> TEXTAUSZUG:
────────────────

2002 entstand mit STAR WARS – EPISODE 2 der erste Blockbuster, der in allen Bereichen von Produktion, Nachbearbeitung und Vorführung digital war. George Lucas hatte sich somit einen Traum erfüllt und die digitale Revolution ausgerufen, welche allerdings schon sehr lange vor seinen salbungsvollen Worten vor sich hin brodelte und zu diesem Zeitpunkt nach lange nicht abgeschlossen ist. Sein Freund und Mentor Francis Coppola sah in dieser schleichenden Entwicklung ganz andere Chancen und rief alle aufstrebenden, aber mittellosen Filmemacher auf, die digitale Technik für die Erfüllung ihrer Träume zu nutzen.

────────────────

> DATENSÄTZE:
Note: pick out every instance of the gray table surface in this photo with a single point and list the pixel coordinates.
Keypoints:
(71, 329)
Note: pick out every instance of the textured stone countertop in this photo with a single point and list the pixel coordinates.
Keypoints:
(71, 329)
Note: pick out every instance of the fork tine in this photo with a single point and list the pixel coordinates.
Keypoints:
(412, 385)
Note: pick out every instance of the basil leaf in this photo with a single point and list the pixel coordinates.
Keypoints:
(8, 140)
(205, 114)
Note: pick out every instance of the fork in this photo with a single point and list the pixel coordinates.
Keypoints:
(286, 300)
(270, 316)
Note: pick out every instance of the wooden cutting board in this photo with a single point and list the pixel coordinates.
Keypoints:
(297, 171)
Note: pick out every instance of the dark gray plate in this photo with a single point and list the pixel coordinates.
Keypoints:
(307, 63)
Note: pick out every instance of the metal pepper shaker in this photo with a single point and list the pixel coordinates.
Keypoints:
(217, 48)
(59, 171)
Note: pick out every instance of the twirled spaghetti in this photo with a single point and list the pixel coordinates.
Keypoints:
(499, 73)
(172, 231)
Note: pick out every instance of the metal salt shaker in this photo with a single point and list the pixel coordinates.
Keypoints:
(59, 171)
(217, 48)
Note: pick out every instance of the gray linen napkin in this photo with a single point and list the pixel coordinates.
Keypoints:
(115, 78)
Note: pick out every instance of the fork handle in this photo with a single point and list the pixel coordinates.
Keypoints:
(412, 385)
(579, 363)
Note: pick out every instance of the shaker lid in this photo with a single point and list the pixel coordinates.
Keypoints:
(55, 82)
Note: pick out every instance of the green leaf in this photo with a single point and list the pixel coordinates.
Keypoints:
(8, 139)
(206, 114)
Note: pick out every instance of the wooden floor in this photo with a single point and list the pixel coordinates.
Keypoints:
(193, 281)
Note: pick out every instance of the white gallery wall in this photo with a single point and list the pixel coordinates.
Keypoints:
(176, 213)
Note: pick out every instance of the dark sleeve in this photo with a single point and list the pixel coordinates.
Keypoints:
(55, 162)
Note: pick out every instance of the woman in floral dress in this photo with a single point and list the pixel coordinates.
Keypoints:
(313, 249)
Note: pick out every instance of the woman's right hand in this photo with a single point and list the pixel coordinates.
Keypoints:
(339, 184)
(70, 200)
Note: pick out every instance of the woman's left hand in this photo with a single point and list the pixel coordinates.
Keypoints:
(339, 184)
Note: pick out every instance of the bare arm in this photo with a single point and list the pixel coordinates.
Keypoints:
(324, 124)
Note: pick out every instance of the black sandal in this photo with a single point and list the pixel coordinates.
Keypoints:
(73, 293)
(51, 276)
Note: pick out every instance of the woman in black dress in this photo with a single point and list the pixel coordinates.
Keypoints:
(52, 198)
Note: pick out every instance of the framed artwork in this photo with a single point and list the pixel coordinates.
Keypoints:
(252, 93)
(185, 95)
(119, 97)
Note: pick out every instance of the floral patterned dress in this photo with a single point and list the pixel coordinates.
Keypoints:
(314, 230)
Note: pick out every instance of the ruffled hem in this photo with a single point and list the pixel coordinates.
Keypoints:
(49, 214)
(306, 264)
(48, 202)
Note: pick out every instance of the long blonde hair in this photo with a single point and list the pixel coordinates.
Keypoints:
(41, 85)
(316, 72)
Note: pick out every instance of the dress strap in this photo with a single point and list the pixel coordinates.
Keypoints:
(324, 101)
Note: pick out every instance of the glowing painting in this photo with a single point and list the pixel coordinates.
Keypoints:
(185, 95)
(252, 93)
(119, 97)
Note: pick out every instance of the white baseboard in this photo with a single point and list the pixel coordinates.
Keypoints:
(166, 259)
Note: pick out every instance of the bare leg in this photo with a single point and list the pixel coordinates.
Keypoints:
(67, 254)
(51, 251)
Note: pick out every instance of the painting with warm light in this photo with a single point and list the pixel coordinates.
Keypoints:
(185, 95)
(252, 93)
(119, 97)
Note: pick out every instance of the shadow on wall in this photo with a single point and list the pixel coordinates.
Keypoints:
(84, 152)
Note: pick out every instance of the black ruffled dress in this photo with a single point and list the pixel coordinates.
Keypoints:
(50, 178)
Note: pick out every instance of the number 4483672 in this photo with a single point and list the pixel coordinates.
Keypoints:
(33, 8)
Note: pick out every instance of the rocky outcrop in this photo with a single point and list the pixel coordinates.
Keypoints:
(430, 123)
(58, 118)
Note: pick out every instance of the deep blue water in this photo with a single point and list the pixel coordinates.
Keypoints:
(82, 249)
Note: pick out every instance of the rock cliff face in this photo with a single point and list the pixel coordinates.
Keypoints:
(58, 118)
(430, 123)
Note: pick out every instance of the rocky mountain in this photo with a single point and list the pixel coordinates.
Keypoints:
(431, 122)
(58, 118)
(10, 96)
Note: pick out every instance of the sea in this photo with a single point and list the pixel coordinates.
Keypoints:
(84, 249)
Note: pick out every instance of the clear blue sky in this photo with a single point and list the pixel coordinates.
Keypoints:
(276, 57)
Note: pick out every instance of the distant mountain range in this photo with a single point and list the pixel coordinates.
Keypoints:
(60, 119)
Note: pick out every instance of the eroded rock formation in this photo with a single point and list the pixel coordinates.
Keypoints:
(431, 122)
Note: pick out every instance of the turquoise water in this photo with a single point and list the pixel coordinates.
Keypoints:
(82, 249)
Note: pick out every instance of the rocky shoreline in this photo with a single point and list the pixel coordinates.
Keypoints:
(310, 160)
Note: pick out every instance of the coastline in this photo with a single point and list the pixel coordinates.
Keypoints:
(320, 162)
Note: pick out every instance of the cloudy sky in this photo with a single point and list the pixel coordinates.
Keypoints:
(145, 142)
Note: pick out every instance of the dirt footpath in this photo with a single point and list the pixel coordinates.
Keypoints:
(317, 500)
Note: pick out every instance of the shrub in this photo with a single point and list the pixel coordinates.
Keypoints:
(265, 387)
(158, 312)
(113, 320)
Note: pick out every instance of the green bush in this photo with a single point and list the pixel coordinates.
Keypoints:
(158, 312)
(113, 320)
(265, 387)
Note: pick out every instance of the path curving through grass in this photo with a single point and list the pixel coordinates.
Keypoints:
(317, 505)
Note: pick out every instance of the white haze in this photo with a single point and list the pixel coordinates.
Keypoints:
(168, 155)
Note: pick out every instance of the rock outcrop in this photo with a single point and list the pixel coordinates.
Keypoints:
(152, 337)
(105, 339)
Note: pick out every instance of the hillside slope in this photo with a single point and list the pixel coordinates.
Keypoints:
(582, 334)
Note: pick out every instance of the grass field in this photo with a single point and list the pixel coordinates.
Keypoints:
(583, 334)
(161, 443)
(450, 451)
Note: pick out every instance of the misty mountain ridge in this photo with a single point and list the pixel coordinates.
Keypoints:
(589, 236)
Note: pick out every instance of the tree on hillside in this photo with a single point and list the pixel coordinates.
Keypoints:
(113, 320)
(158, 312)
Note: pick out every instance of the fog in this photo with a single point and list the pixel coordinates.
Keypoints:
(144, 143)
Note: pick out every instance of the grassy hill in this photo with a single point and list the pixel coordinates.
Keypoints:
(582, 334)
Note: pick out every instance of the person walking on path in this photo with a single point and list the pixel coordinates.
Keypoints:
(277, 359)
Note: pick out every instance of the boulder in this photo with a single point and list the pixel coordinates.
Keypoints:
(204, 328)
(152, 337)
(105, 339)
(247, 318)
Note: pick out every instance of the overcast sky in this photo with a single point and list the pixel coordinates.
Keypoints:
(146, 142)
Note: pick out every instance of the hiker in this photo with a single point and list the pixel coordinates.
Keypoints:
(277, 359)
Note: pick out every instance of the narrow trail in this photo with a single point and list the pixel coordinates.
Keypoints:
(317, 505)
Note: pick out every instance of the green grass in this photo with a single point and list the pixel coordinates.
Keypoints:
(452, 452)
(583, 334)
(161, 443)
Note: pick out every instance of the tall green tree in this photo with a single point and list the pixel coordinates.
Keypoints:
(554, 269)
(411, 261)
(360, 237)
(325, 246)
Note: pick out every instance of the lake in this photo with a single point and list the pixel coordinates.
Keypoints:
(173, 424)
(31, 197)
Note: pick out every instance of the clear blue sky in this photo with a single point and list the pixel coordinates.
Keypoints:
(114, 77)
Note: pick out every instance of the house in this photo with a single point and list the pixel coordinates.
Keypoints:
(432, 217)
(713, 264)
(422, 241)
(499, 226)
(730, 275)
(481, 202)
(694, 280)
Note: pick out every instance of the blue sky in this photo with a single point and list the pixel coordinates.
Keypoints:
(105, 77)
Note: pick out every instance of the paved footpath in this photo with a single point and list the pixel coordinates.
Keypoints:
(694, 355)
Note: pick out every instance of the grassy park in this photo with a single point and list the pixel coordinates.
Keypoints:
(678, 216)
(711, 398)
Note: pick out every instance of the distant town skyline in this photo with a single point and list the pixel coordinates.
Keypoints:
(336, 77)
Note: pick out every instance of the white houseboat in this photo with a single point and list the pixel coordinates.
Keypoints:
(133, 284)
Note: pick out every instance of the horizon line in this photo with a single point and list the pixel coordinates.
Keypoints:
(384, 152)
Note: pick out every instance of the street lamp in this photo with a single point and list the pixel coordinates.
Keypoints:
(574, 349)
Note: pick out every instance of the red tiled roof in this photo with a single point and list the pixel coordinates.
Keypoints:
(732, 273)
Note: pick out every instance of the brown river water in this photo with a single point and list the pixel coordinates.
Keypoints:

────────────────

> AUFGABE 1:
Beantworte zum Textauszug über das digitale Kino oben diese Fragen:
(a) Welcher Film war 2002 der erste Blockbuster, der in Produktion, Nachbearbeitung und Vorführung vollständig digital war?
(b) In welcher Beziehung stand Francis Coppola laut Text zu George Lucas?
(c) Wen forderte Coppola auf, die digitale Technik zu nutzen?
> AUFGABE 2: Gib aus dem Textauszug über das digitale Kino oben die Stelle zwischen „2002 entstand mit“ und „Träume zu nutzen.“ einschließlich wortgetreu wieder.
> AUFGABE 3: Knüpfe an den letzten Satz des Textauszugs über das digitale Kino oben an und schreibe den Text weiter.

> LÖSUNG 1:
(a) STAR WARS – EPISODE 2
(b) Er war sein Freund und Mentor.
(c) Alle aufstrebenden, aber mittellosen Filmemacher

> LÖSUNG 2:
2002 entstand mit STAR WARS – EPISODE 2 der erste Blockbuster, der in allen Bereichen von Produktion, Nachbearbeitung und Vorführung digital war. George Lucas hatte sich somit einen Traum erfüllt und die digitale Revolution ausgerufen, welche allerdings schon sehr lange vor seinen salbungsvollen Worten vor sich hin brodelte und zu diesem Zeitpunkt nach lange nicht abgeschlossen ist. Sein Freund und Mentor Francis Coppola sah in dieser schleichenden Entwicklung ganz andere Chancen und rief alle aufstrebenden, aber mittellosen Filmemacher auf, die digitale Technik für die Erfüllung ihrer Träume zu nutzen.

> LÖSUNG 3:
Der digitale Wandel hatte wirklich in den Haushalten schneller stattgefunden als in der dafür eigentlich angedachten Industrie. Mini-DV und Schnittprogramme auf PC waren zu Hause schneller verbreitet und genutzt, als Hollywood für die eigenen Annehmlichkeiten nachziehen konnte. Schnell ergab sich daraus eine Alternativszene zu JURASSIC PARK & Co. Nicht als Gegenbewegung gedacht, sondern als bezahlbares Instrument für die Umsetzung visionärer Kunstkinomacher, verlief die Entwicklung „Digital“ mit einem Mal links und rechts des traditionellen Filmemachens mit mechanischen Kameras und greifbarem Material.
Wackelfreier Bildstand, flickerfreies Sehen und eine kratzerlose Vorführungen haben durchaus sehr bestechende Vorteile. Der Ton muss zudem nicht mehr auf den Filmstreifen gequetscht werden, sondern wird unkomprimiert von der Festplatte abgespielt, was annähernd der Qualität entspricht, die der Toningenieur auch bei der Endmischung im Studio hört. Digital ist eine feine Sache, die enorme Vorzüge gebracht hat, für den Anwender wie für den Konsumenten. Aber der Ausdruck „revolutionär“ bleibt dabei wirklich relativ.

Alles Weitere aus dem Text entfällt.